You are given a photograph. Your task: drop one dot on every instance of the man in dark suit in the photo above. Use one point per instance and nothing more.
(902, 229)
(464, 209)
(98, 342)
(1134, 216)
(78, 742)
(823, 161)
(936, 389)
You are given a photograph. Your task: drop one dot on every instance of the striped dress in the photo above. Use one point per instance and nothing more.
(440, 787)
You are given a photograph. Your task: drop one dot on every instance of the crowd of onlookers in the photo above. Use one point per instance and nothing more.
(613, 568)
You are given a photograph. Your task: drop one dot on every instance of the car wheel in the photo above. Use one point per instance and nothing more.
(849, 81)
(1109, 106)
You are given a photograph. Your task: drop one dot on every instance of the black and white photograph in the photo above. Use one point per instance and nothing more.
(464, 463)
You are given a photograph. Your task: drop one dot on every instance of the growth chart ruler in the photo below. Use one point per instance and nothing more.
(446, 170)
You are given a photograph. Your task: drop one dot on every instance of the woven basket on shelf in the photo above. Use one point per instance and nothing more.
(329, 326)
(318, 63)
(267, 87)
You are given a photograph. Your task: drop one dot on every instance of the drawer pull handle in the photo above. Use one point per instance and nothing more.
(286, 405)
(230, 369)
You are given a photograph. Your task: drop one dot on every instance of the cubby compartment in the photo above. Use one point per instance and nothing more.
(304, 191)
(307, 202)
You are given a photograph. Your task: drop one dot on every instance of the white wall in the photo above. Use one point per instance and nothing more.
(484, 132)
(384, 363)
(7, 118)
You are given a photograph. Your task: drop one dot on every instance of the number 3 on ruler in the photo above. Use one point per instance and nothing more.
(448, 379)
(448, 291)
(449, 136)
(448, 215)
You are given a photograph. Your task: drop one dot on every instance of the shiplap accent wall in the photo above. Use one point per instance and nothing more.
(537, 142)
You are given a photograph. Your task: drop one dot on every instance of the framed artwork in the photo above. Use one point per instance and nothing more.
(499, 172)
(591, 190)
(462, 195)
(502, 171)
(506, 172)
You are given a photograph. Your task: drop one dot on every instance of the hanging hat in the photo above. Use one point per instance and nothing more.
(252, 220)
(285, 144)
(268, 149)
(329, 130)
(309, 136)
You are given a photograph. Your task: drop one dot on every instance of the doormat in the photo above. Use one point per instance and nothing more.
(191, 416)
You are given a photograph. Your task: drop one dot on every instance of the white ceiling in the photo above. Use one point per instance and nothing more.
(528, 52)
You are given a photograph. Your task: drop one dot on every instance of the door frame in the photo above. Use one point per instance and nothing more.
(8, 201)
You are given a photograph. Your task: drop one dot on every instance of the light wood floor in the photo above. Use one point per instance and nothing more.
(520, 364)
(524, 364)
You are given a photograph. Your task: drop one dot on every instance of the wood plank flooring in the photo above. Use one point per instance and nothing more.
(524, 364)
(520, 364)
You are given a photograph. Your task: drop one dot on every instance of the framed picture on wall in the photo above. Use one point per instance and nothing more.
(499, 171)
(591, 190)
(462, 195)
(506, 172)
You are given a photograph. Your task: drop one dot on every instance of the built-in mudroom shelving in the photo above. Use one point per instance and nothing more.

•••

Put the lines above into a numbered list, omitting any blank lines.

Response to the exercise:
1. You are given a photograph. Your task: drop one dot on every instance of the man in dark suit in the photo above. Use one point per instance and nothing more.
2. (902, 229)
3. (464, 209)
4. (98, 342)
5. (1134, 216)
6. (78, 742)
7. (823, 161)
8. (936, 389)
9. You are given a photograph. Your task: drop one dot on every instance of the striped dress in the photo above. Use one point per instance and nothing more.
10. (440, 787)
11. You are given a photograph. Your task: drop one dot on every instance of the crowd of onlookers in the photo above. Use one point per instance and nothing more.
12. (613, 568)
13. You are given a photograph. Your task: drop one dot on every instance of the car wheel in the photo above. Use one point per instance and nothing more.
14. (849, 81)
15. (1109, 106)
16. You are given a photograph. Your task: drop one dot on every instance of the black and white photograph in the photo above. Use one point per instance and nothing more.
17. (464, 463)
18. You are given a photograph. Your task: drop one dot on every instance of the growth chart ruler in the photo below. Use one point per instance and nothing more.
19. (446, 170)
20. You are given a photograph. Your task: drop one dot on every instance of the woven basket on shelf in the photo above. Use one point per instance and nothing more.
21. (329, 326)
22. (318, 63)
23. (267, 87)
24. You are given a photograph. Your task: drop one dot on every instance of the drawer pull handle in the photo above. Use one point per instance and nothing more.
25. (286, 405)
26. (230, 369)
27. You are given a photograph. Your task: drop one dot on every instance of the cubby compartment in the photo above. Use one point per instance and nothing more.
28. (304, 191)
29. (307, 202)
30. You are given a photograph. Your task: drop one dot on every instance of the white wall in the photo above. Use one point per instance and nothing more.
31. (484, 132)
32. (384, 363)
33. (7, 118)
34. You are given a photograph. Your task: drop one dot on every instance of the number 3 on ruler in the photo above. Use one point per instance and nothing more.
35. (448, 379)
36. (448, 291)
37. (449, 136)
38. (448, 215)
39. You are given a photograph. Your task: drop one dot on every instance of the shiplap accent wall in the photo above. Use one point per instance and nothing more.
40. (537, 142)
41. You are given a photograph. Your task: drop one dot on every instance of the framed artwork in the photo above. Use one point per instance and nothing more.
42. (499, 172)
43. (591, 190)
44. (462, 195)
45. (502, 171)
46. (506, 172)
47. You are given a photograph. Your task: drop one dot on every instance of the hanging hat in the photo above. Use one point per instance and nothing more.
48. (252, 220)
49. (285, 144)
50. (268, 149)
51. (329, 130)
52. (309, 136)
53. You are given a photograph. Your task: drop one dot on every instance of the doormat in the photo above. Use one point per instance and nothing more.
54. (191, 416)
55. You are given a photograph. Your task: drop one dot on every instance of the white ceiling in the photo above. Use one point per instance and nothing more.
56. (528, 52)
57. You are given a photograph. Your task: drop one dot on every instance of the door frame in the photo above. Use one point per instance and nothing more.
58. (8, 201)
59. You are given a photograph. Your task: drop one dot on every instance of the light wood floor in the photo above. Use one point per instance and nothing more.
60. (520, 364)
61. (524, 364)
62. You are given a photograph. Your task: drop one dot on every instance of the wood plank flooring in the photo above. Use one point per instance and nothing more.
63. (524, 364)
64. (520, 364)
65. You are given a photograph. Your task: drop one dot on every instance of the framed picture on wall in the photo above. Use one point per instance and nothing more.
66. (499, 171)
67. (591, 190)
68. (462, 195)
69. (506, 172)
70. You are given a photograph. Your task: drop one dot on every instance of the built-in mudroom shelving in the photo above. Use one point per instance and nothing more.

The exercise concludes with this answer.